▸ **TEXTE EXTRAIT**:
--------------------------------
Si on veut être honnête, rien n’est efficace. On gère comme on peut, avec les outils qu’on a. Moi je gère avec le refoulement et je serre les dents. Ce n’est pas une bonne stratégie, mais je n’en ai pas d’autre en stock.
Le validisme a ceci de particulier qu’il n’est pas stable dans le temps. Ma pathologie peut être parfaitement invisible pendant des mois si j’ai un traitement qui fonctionne.
Est-ce que je suis devenue valide en prenant le traitement ? Certes non, rien qu’à cause des effets secondaires. Mais je peux faire semblant de manière assez réaliste.
Lorsque je marche avec ma canne, je suis même peut-être en meilleure santé globale que lorsque je marche sur mes deux jambes.
Je marche en canne lorsque mon genou s’épanche, par exemple. Et heu…niveau douleurs, c’est désagréable mais ça passe. Ce porter de béquille n’est pas justifié par mon handicap si on s’en tient au cadre strict de la CPAM : mon genou s’épanche pour une autre raison que la spondylarthrite. Il est donc possible que je n’aie mal QUE à ce genou-là. (Non je déconne, j’ai toujours mal quelque part)
C’est sans fin.
En fait faut “juste” que j’arrive à être bienveillante avec moi comme j’essaie de l’être avec les autres.
Mais je pense quand même qu’il faut que je travaille sur la question de mon propre validisme avant d’envisager la suite. C’est important, parce que j’arrive à un point de rupture.
--------------------------------
Lignes issues d'une collection
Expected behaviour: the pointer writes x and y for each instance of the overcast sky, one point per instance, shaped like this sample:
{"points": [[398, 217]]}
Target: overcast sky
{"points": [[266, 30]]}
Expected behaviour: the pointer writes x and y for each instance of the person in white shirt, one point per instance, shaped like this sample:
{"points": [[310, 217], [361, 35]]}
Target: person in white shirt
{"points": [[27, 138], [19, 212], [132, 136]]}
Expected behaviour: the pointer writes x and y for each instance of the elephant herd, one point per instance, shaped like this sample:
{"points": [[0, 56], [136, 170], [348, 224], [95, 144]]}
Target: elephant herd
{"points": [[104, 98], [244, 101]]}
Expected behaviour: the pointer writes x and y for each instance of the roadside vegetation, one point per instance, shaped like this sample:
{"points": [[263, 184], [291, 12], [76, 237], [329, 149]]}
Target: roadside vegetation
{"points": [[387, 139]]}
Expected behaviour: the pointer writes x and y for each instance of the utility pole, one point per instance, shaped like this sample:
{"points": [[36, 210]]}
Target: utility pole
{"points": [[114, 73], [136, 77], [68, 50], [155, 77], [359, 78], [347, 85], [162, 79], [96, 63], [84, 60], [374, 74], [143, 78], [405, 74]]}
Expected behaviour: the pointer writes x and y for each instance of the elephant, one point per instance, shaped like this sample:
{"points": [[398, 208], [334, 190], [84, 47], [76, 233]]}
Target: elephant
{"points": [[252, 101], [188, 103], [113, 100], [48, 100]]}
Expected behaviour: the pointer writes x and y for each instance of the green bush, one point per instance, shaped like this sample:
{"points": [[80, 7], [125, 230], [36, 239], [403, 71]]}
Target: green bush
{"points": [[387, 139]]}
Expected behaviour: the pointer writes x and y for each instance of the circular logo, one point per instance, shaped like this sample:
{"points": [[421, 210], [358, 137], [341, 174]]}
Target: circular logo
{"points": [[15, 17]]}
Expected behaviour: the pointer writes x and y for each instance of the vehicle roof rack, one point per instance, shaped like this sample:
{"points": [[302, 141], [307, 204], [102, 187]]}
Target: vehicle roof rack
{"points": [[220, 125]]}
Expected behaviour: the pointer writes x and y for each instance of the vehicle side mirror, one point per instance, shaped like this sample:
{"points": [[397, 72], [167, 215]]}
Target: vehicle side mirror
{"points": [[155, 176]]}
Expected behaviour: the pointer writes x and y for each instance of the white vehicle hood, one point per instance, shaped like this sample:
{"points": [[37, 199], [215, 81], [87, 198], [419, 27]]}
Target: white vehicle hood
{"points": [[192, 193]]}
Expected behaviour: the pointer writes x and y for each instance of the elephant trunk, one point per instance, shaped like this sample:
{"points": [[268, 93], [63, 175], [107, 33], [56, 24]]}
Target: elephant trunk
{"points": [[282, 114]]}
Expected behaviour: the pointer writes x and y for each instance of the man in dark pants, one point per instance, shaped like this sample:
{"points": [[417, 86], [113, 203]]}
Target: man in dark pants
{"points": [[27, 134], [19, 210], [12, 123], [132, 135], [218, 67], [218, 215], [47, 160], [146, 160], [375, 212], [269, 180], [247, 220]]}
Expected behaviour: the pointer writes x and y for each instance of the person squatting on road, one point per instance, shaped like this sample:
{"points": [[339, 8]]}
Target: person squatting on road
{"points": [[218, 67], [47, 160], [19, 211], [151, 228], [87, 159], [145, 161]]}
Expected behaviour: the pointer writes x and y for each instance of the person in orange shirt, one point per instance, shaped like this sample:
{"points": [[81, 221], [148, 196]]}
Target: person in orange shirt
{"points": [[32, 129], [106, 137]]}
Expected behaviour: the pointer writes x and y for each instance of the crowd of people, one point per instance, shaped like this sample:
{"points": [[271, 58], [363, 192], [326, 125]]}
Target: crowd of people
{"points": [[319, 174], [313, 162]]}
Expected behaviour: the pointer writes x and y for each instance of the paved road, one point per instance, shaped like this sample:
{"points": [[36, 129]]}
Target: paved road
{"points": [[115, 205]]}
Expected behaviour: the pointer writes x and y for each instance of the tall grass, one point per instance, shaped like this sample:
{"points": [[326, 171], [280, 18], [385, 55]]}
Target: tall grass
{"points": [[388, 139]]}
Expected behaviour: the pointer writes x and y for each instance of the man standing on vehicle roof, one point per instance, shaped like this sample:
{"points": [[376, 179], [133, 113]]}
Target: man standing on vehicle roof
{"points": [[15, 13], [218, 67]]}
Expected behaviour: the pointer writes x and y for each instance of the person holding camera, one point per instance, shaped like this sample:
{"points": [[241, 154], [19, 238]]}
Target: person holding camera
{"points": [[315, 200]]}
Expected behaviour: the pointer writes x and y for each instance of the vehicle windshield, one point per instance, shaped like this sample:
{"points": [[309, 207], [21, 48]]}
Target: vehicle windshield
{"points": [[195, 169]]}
--------------------------------
▸ **CONSIGNE**: Reprenez le passage du texte sur le validisme situé entre "Le validisme a" et "mal quelque part)", bornes comprises, en y remplaçant "traitement" par "médicament".

▸ **TÂCHE ACCOMPLIE**:
Le validisme a ceci de particulier qu’il n’est pas stable dans le temps. Ma pathologie peut être parfaitement invisible pendant des mois si j’ai un médicament qui fonctionne.
Est-ce que je suis devenue valide en prenant le médicament ? Certes non, rien qu’à cause des effets secondaires. Mais je peux faire semblant de manière assez réaliste.
Lorsque je marche avec ma canne, je suis même peut-être en meilleure santé globale que lorsque je marche sur mes deux jambes.
Je marche en canne lorsque mon genou s’épanche, par exemple. Et heu…niveau douleurs, c’est désagréable mais ça passe. Ce porter de béquille n’est pas justifié par mon handicap si on s’en tient au cadre strict de la CPAM : mon genou s’épanche pour une autre raison que la spondylarthrite. Il est donc possible que je n’aie mal QUE à ce genou-là. (Non je déconne, j’ai toujours mal quelque part)